> EXERCISE GOAL
Which lines of the items below contain the word "yellow"? Copy out each of those lines.

Image object location entries:
>>>>>

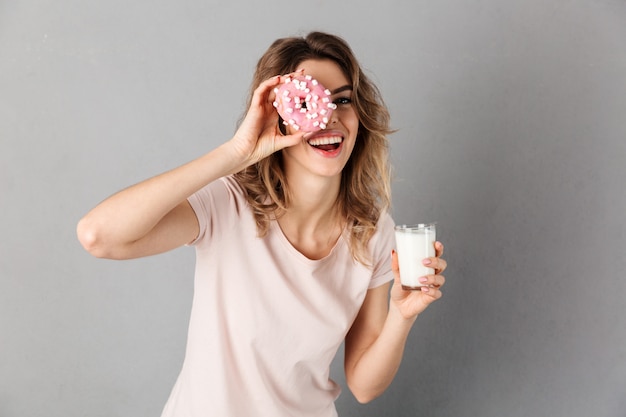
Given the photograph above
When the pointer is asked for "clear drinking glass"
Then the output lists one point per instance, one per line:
(414, 243)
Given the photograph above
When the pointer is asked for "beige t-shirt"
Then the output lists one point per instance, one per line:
(266, 321)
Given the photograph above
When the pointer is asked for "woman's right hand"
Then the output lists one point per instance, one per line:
(259, 135)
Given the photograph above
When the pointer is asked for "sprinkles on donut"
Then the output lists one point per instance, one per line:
(303, 103)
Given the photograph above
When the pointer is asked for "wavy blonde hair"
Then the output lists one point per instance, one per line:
(365, 191)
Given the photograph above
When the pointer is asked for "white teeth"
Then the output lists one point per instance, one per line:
(325, 141)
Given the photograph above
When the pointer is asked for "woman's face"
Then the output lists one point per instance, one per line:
(326, 152)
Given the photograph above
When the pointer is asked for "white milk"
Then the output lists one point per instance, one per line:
(414, 244)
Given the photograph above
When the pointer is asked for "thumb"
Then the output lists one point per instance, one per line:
(289, 140)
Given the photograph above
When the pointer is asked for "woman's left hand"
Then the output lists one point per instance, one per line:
(410, 303)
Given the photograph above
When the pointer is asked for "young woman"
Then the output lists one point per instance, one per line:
(294, 248)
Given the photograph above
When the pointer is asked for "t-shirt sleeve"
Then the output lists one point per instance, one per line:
(382, 244)
(216, 207)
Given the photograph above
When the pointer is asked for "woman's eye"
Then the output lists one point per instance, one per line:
(342, 100)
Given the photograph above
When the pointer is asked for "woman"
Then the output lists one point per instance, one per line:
(294, 248)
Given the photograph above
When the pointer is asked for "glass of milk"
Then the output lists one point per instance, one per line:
(414, 243)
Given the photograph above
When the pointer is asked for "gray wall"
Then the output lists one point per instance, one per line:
(511, 135)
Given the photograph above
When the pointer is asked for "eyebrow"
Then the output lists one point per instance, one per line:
(340, 89)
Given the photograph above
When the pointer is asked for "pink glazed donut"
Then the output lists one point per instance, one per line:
(303, 103)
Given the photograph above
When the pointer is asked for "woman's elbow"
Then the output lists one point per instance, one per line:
(363, 396)
(90, 238)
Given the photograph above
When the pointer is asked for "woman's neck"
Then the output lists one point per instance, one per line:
(312, 222)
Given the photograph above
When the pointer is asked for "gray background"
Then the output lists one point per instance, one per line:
(511, 135)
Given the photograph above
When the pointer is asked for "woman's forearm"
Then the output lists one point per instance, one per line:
(132, 213)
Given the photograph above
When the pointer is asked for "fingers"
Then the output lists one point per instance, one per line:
(438, 249)
(438, 264)
(432, 281)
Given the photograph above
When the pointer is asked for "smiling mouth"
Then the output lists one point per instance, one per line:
(326, 143)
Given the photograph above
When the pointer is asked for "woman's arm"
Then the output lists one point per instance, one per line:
(154, 215)
(375, 343)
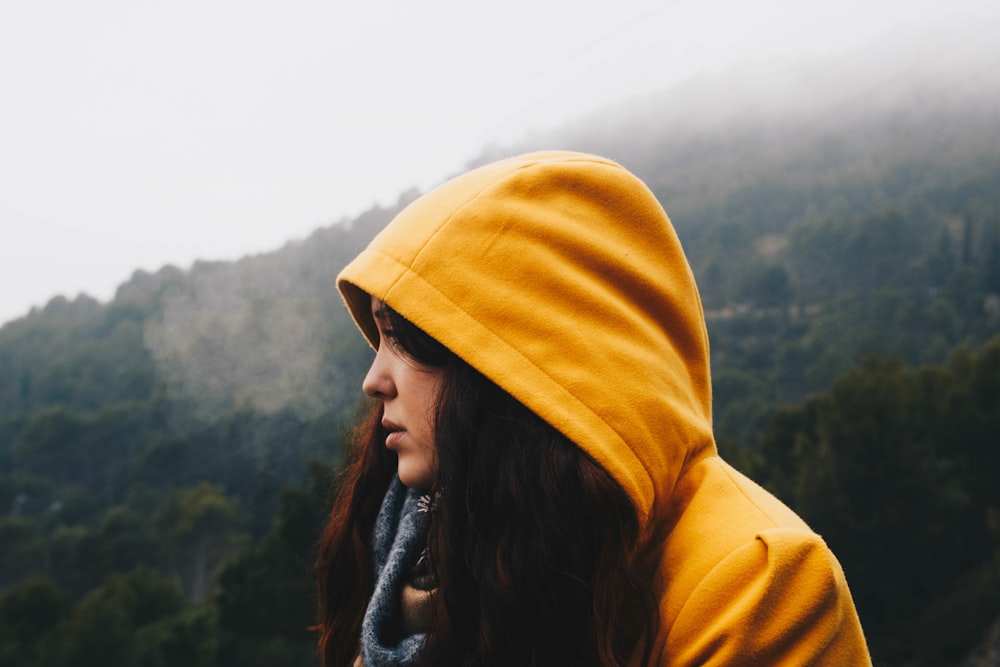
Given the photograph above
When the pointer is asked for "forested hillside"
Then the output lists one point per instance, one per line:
(165, 457)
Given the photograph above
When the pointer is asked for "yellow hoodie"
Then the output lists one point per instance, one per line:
(559, 276)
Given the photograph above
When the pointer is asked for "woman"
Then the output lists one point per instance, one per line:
(542, 390)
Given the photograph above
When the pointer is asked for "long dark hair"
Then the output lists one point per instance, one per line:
(533, 543)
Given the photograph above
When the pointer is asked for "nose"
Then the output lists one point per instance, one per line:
(378, 382)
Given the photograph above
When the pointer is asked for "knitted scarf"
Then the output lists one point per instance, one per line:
(399, 537)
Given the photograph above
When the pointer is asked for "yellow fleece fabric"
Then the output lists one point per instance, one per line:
(559, 276)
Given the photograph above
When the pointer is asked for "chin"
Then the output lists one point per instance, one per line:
(416, 479)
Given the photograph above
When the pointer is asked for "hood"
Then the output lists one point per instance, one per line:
(559, 276)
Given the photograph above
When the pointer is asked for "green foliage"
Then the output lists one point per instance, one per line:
(895, 468)
(157, 505)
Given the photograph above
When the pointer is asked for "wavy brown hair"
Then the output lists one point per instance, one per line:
(533, 543)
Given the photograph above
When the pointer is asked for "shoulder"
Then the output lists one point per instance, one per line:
(748, 582)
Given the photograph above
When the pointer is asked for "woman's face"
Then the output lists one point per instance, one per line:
(409, 391)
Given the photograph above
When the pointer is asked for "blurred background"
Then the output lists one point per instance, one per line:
(180, 184)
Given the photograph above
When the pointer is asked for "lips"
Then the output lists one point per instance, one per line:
(395, 432)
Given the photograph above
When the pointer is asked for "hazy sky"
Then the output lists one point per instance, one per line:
(135, 134)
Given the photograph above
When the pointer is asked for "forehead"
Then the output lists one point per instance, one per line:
(380, 311)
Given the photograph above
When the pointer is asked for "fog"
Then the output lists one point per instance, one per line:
(134, 136)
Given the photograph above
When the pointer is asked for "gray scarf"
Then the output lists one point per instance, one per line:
(399, 537)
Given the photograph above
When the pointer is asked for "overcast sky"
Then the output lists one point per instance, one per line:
(135, 134)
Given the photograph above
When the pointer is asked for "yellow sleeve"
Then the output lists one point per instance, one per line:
(779, 600)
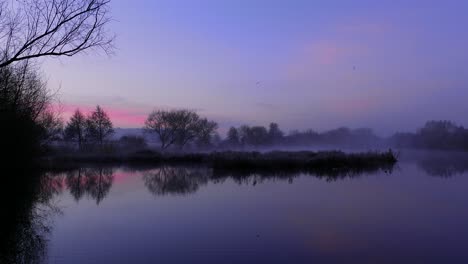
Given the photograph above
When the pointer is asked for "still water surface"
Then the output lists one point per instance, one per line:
(417, 213)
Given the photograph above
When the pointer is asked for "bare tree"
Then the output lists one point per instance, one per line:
(26, 110)
(76, 128)
(164, 124)
(205, 132)
(99, 126)
(37, 28)
(178, 126)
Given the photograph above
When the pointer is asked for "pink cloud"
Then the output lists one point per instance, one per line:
(120, 116)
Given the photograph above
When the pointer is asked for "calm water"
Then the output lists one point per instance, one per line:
(417, 213)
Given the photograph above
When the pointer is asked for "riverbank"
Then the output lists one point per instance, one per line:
(275, 161)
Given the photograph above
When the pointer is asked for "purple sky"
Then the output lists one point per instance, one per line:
(390, 65)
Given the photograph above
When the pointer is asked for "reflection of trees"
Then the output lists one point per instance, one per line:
(25, 217)
(444, 166)
(175, 180)
(95, 182)
(184, 180)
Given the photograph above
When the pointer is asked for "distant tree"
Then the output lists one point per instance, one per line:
(99, 126)
(205, 132)
(178, 127)
(164, 124)
(51, 126)
(258, 136)
(76, 128)
(38, 28)
(25, 109)
(233, 137)
(244, 135)
(188, 126)
(275, 134)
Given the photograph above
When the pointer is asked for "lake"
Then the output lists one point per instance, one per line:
(415, 213)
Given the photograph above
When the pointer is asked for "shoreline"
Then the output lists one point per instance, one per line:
(275, 161)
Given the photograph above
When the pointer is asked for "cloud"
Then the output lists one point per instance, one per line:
(121, 117)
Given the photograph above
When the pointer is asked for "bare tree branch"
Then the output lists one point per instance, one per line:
(38, 28)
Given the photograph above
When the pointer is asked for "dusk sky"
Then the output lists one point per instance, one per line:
(388, 65)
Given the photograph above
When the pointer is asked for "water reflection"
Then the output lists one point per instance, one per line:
(444, 166)
(176, 180)
(94, 182)
(27, 210)
(28, 224)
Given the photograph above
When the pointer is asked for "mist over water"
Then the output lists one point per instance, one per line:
(413, 213)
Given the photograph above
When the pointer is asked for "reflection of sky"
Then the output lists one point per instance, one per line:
(405, 217)
(304, 64)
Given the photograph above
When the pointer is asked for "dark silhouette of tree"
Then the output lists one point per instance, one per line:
(205, 132)
(258, 136)
(99, 126)
(188, 126)
(25, 105)
(98, 182)
(233, 137)
(178, 127)
(275, 134)
(76, 128)
(37, 28)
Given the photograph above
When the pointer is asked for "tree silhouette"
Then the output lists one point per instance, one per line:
(37, 28)
(99, 126)
(178, 127)
(76, 128)
(233, 137)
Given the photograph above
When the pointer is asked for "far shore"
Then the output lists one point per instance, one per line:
(274, 161)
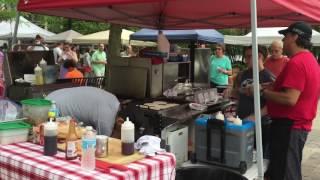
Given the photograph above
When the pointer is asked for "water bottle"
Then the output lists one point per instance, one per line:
(38, 75)
(127, 137)
(50, 138)
(88, 160)
(54, 109)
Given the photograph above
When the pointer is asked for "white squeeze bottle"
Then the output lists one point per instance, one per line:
(88, 160)
(127, 137)
(43, 65)
(38, 75)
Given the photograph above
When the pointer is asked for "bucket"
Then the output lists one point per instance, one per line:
(36, 110)
(207, 173)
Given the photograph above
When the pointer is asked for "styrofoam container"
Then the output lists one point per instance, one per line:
(13, 132)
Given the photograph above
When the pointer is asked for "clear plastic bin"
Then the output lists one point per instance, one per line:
(13, 132)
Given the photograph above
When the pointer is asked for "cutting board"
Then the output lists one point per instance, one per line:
(114, 153)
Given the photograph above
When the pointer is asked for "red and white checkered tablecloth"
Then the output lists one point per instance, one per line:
(25, 161)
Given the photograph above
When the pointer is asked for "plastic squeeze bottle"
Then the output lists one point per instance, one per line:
(127, 137)
(50, 138)
(71, 141)
(38, 75)
(220, 116)
(237, 121)
(88, 160)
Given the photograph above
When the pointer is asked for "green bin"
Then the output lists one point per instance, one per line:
(36, 110)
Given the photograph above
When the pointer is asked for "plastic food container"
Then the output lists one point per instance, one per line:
(14, 132)
(36, 110)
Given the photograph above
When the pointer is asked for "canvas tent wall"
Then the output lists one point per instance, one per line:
(103, 37)
(65, 36)
(26, 30)
(203, 35)
(265, 37)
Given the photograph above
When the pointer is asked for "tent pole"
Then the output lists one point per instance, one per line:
(14, 38)
(256, 86)
(192, 48)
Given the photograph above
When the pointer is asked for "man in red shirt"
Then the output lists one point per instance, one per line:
(276, 62)
(292, 104)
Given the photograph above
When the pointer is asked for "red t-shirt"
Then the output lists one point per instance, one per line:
(302, 73)
(73, 74)
(276, 65)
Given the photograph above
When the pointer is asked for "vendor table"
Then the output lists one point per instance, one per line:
(24, 161)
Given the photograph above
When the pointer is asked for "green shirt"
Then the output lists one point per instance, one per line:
(216, 63)
(99, 56)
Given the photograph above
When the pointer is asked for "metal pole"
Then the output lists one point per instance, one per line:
(256, 87)
(14, 38)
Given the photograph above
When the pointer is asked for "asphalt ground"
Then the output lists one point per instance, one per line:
(311, 153)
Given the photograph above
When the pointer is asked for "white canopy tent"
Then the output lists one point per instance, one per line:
(26, 30)
(103, 37)
(265, 37)
(65, 36)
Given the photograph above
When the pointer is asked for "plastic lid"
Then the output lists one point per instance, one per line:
(50, 126)
(43, 61)
(36, 102)
(37, 67)
(14, 125)
(89, 128)
(51, 114)
(127, 124)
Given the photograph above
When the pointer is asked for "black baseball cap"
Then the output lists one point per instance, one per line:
(300, 28)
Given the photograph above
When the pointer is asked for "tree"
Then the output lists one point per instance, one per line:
(7, 9)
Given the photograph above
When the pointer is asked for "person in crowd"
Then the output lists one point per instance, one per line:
(1, 74)
(87, 62)
(220, 68)
(99, 61)
(57, 51)
(39, 44)
(92, 106)
(163, 44)
(73, 72)
(292, 103)
(66, 54)
(276, 62)
(244, 82)
(128, 52)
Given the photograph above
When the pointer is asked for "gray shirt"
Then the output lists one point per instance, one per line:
(90, 105)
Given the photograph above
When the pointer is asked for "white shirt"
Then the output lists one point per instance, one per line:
(57, 51)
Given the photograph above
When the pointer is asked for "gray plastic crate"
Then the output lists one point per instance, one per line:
(238, 142)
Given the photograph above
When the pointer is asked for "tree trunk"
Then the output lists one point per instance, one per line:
(114, 47)
(114, 42)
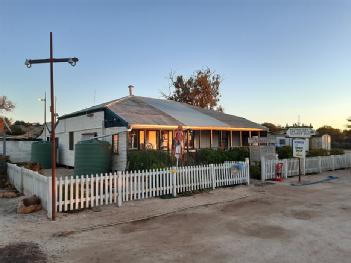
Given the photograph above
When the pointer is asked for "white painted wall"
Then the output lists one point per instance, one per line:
(18, 151)
(94, 123)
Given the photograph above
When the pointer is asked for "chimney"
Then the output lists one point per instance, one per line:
(131, 88)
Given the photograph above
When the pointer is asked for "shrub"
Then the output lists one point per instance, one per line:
(148, 159)
(284, 152)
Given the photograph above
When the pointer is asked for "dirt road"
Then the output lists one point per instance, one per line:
(269, 223)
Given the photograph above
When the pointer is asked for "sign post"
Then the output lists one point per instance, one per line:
(299, 151)
(300, 134)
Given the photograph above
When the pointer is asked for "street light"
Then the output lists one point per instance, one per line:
(51, 61)
(44, 100)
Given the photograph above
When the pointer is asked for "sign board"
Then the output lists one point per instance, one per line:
(299, 148)
(299, 132)
(178, 150)
(261, 140)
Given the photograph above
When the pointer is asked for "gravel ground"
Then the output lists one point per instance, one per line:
(259, 223)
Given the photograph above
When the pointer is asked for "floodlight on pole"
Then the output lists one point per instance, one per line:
(72, 61)
(44, 124)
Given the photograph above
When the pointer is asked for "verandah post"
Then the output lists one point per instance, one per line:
(213, 176)
(119, 188)
(247, 167)
(49, 197)
(320, 164)
(285, 168)
(263, 168)
(174, 181)
(333, 162)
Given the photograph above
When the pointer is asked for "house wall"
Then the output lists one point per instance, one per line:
(236, 139)
(94, 123)
(18, 151)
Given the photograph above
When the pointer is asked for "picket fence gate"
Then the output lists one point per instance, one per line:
(311, 165)
(78, 192)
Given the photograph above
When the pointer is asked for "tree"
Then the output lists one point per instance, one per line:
(272, 127)
(5, 104)
(200, 89)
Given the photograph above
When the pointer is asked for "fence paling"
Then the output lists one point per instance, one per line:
(79, 192)
(312, 165)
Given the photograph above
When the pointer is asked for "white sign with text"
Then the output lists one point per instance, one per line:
(299, 148)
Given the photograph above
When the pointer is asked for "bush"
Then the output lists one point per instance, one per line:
(284, 152)
(148, 159)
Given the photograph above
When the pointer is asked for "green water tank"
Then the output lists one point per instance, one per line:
(41, 153)
(92, 157)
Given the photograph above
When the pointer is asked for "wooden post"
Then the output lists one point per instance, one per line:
(211, 140)
(49, 196)
(221, 139)
(200, 139)
(213, 176)
(231, 139)
(247, 164)
(263, 169)
(285, 168)
(174, 181)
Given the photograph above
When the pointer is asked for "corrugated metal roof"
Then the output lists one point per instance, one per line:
(145, 111)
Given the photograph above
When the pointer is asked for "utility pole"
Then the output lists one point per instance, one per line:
(52, 60)
(44, 100)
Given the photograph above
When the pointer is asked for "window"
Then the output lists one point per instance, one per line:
(189, 139)
(151, 142)
(133, 140)
(142, 139)
(71, 141)
(224, 139)
(115, 143)
(164, 140)
(88, 136)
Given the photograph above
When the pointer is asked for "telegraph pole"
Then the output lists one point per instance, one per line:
(52, 60)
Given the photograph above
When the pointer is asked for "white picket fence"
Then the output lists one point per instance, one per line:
(78, 192)
(29, 182)
(292, 167)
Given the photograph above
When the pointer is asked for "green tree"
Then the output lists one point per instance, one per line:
(200, 89)
(272, 127)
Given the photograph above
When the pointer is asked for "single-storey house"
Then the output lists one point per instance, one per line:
(137, 123)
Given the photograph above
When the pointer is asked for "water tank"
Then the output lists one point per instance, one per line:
(41, 153)
(92, 157)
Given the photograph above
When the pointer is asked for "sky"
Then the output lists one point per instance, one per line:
(279, 59)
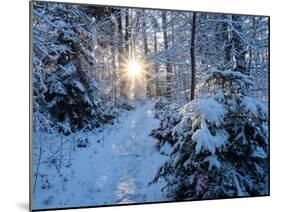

<<<<<

> THE COMPLETED TASK
When the pointer is asked for "yellow hoodie"
When the pointer is asked for "yellow fleece fabric"
When the pointer is asked for "yellow sleeve"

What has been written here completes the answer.